--- Prompt ---
Render every line of the records below as a numbered list, omitting any blank lines.

--- Input ---
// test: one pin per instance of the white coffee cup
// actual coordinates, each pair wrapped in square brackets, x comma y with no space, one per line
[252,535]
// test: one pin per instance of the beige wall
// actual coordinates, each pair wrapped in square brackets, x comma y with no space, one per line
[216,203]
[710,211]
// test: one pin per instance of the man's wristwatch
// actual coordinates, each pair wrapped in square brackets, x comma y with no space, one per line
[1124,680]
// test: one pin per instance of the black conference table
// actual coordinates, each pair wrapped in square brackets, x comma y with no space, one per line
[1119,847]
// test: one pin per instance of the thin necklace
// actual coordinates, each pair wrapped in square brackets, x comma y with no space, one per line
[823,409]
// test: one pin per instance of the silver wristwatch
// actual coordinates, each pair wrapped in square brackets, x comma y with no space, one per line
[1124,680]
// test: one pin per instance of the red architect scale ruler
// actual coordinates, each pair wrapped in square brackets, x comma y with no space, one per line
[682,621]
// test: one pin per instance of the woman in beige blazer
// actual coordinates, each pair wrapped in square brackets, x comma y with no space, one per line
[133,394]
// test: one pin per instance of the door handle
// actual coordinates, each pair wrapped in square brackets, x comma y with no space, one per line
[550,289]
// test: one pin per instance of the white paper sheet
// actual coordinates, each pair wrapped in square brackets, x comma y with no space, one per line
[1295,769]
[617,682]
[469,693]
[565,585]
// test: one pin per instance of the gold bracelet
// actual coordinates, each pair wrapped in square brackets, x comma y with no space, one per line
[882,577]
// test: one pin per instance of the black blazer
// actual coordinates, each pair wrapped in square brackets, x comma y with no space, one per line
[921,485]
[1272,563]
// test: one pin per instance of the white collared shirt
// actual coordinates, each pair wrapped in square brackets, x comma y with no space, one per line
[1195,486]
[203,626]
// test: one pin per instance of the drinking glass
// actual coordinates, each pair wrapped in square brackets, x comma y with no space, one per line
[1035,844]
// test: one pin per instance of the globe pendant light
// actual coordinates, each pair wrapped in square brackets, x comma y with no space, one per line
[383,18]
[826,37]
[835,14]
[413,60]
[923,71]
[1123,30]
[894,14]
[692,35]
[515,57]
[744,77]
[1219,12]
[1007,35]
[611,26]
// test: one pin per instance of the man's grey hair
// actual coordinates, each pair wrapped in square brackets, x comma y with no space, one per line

--- Exercise answer ---
1. // test: one pin per instance of the white coffee cup
2. // actual coordinates, each pair wrapped in square brackets, x comma y with no space, one per line
3. [252,535]
4. // test: one pin per instance of the beige wall
5. // actual coordinates, each pair wrapped in square brackets, x comma y with no space, one per line
6. [216,203]
7. [710,211]
8. // test: one pin per instance of the man's wristwatch
9. // actual coordinates, each pair wrapped in square brackets, x comma y with no space, one per line
10. [1124,680]
11. // test: one pin per instance of the black conference table
12. // actual coordinates, each pair wrapped in square brackets, x comma y with no space, one per line
13. [1119,847]
14. // test: one pin per instance of the thin necklace
15. // actual coordinates, each pair wrapped in square brackets, x comma y with no space, one per line
16. [823,409]
17. // test: one pin per instance of the silver wristwatch
18. // actual coordinates, each pair wrapped in square brackets, x comma y with no space, one per line
19. [1124,680]
20. // test: one pin per instance of the red architect scale ruler
21. // actual coordinates, each pair wrapped in square brackets, x comma y with no space, one per line
22. [682,621]
23. // test: one pin per instance of the woman in beige blazer
24. // actual coordinates, each pair wrapped in square brackets, x comma y with no space, one per line
25. [133,394]
26. // test: one pin per instance of the door handle
27. // actual coordinates, each pair wrapped in square brackets, x comma y with no space, one per line
28. [550,289]
29. // test: one pin per instance of the white paper sheet
30. // actual coordinates, each pair wrapped in square brackets, x comma y with no space, one per line
31. [1295,769]
32. [617,682]
33. [469,693]
34. [565,585]
35. // test: one pin per instance of the gold bracelet
36. // actual coordinates, each pair wrapped in square brackets, x comma y with no space, one per line
37. [882,577]
38. // test: one pin per instance of the black blazer
39. // actual coordinates, each pair wrapped in square brackets, x comma y with no space, one per line
40. [921,485]
41. [1272,563]
42. // test: one pin per instance of the white collared shirt
43. // actual coordinates, each pair wrapped in square brackets, x comma y with no space, one per line
44. [1195,486]
45. [203,626]
46. // test: one pin per instance of the drinking glass
47. // actual coordinates, each pair wrapped in square brackets, x comma y with no space, one per line
48. [1035,844]
49. // test: one pin per instance of the globe pendant light
50. // actual coordinates, each pair wrapped in square brackets, x comma y with no space, one per line
51. [383,18]
52. [826,37]
53. [835,14]
54. [413,60]
55. [923,71]
56. [1123,30]
57. [894,14]
58. [692,35]
59. [515,57]
60. [744,77]
61. [1219,12]
62. [1007,35]
63. [611,26]
64. // test: one pin per instance of the man's grey hair
65. // actual coordinates, each pair wrapped in square brackets, x comma y with no space, one per line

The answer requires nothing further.